--- Start of Reading text ---
RESULTS OF OPERATIONS  (CONT'D)


      Operation and maintenance expenses increased by $7.9 million (16.5%) from
the same period last year, due primarily to a non-recurring $6.0 million charge
recorded to cover the estimated expenses associated with a voluntary separation
pay program being offered to eligible supervisory employees in connection with
a reorganization of the Company.

      General taxes increased by $564,000 (3.8%) due primarily to higher gross
receipts taxes resulting from the colder weather.  Partially offsetting these
increases was the effect of a drop in the fuel tax rate for service to
customers in Montgomery County, Maryland.  All such taxes are included in
revenues and therefore fluctuations in these amounts have no effect on net
income.

      Interest expense decreased by $654,000 (8.3%).  Interest on long-term
debt dropped by $399,000, due almost exclusively to a .4% decline in the
weighted average interest rate on long-term debt.  The average amount of
long-term debt outstanding decreased slightly as compared to the comparable
period last year. Contributing to the drop in interest expense was a 
$200,000 decline in interest due to customers resulting from amounts 
overcollected in interim rate relief in fiscal year 1995.


Nine months ended June 30, 1996 vs. June 30, 1995


      For the nine months ended June 30, 1996, net income applicable to common
stock amounted to $98.8 million, which represented an increase of $24.1 million
from the same period in the prior year.  Earnings per average common share were
$2.28, or $.52 per average common share higher than the nine month period ended
June 30, 1995.  Average common shares outstanding increased by 1.9% over the
prior year.  The increase in net income applicable to common stock was
primarily due to (i) the combined effect of significantly colder weather in the
current nine month period and increased customer meters; and (ii) lower
interest expense.  Factors which partially offset these items were higher other
operating expenses and lower other income (loss) - net.

      Net revenues for the period rose $58.5 million (15.4%) from the same
period last year to $439.3 million.  Therms delivered to firm customers
increased by 204.7 million therms (22.3%) which resulted from weather that was
25.6% colder than the prior year and the impact of a 2.7% increase in the
number of customer meters.  Weather for the nine months ended June 30, 1996 and
June 30, 1995 was 18.9% colder than normal and 5.5% warmer than normal,
respectively.





                                       8
   10
                          WASHINGTON GAS LIGHT COMPANY

                      MANAGEMENT'S DISCUSSION AND ANALYSIS
                OF FINANCIAL CONDITION AND RESULTS OF OPERATIONS

RESULTS OF OPERATIONS  (CONT'D)



                                                                              Nine Months Ended
                                                                              -----------------
                                                                   June 30,                       June 30,
                                                                     1996                           1995  
                                                                   --------                       --------
                                                                                           
Gas Delivered (thousands of therms)
--- End of Reading text ---
--- Start of Given entries ---
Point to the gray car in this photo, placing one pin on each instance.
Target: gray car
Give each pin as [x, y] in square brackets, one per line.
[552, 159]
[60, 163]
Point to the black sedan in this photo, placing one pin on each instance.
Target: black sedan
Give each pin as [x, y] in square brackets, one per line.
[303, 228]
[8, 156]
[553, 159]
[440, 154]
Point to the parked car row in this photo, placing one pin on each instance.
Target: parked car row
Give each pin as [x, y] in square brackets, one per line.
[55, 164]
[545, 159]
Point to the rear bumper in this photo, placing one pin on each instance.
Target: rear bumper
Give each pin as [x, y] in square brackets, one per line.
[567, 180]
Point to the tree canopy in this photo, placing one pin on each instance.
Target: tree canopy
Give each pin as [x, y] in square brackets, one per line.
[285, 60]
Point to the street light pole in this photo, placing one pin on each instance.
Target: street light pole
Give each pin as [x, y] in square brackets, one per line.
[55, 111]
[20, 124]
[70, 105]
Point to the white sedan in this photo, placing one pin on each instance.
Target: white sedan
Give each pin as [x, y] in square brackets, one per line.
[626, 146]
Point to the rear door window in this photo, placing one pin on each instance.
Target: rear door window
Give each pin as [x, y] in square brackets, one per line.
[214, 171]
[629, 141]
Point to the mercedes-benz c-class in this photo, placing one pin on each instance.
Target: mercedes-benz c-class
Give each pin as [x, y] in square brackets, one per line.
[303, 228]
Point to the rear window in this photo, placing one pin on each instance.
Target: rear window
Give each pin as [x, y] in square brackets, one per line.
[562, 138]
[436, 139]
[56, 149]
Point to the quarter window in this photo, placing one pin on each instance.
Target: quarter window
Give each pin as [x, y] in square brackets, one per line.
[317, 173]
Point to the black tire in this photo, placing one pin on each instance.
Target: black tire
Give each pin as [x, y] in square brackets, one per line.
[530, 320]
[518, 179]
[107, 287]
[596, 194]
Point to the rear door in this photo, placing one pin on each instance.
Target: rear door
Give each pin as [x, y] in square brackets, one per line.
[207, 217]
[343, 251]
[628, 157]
--- End of Given entries ---
--- Start of Given entries ---
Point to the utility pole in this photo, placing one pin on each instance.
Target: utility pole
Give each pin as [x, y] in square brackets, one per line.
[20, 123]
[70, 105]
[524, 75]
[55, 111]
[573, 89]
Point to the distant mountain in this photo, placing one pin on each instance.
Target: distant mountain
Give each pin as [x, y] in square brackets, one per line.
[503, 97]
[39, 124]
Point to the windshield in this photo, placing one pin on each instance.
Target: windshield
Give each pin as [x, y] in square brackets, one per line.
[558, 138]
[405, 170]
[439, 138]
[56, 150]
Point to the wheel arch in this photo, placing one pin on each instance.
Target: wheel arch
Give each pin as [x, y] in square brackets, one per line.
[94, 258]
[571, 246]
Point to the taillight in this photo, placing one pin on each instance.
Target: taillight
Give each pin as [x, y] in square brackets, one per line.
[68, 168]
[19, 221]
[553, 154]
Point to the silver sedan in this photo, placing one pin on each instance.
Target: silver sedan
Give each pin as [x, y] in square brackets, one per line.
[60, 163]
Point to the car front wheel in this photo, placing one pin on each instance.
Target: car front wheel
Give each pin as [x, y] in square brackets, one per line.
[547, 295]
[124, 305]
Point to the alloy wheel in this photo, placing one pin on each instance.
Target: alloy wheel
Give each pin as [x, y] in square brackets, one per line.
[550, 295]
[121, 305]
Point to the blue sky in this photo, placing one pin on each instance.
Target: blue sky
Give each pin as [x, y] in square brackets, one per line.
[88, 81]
--- End of Given entries ---
Set task
Write out the stretch of the results-of-operations text from "Nine months ended June 30, 1996 vs." through "(loss) - net.", with no changes.

The solution
Nine months ended June 30, 1996 vs. June 30, 1995


      For the nine months ended June 30, 1996, net income applicable to common
stock amounted to $98.8 million, which represented an increase of $24.1 million
from the same period in the prior year.  Earnings per average common share were
$2.28, or $.52 per average common share higher than the nine month period ended
June 30, 1995.  Average common shares outstanding increased by 1.9% over the
prior year.  The increase in net income applicable to common stock was
primarily due to (i) the combined effect of significantly colder weather in the
current nine month period and increased customer meters; and (ii) lower
interest expense.  Factors which partially offset these items were higher other
operating expenses and lower other income (loss) - net.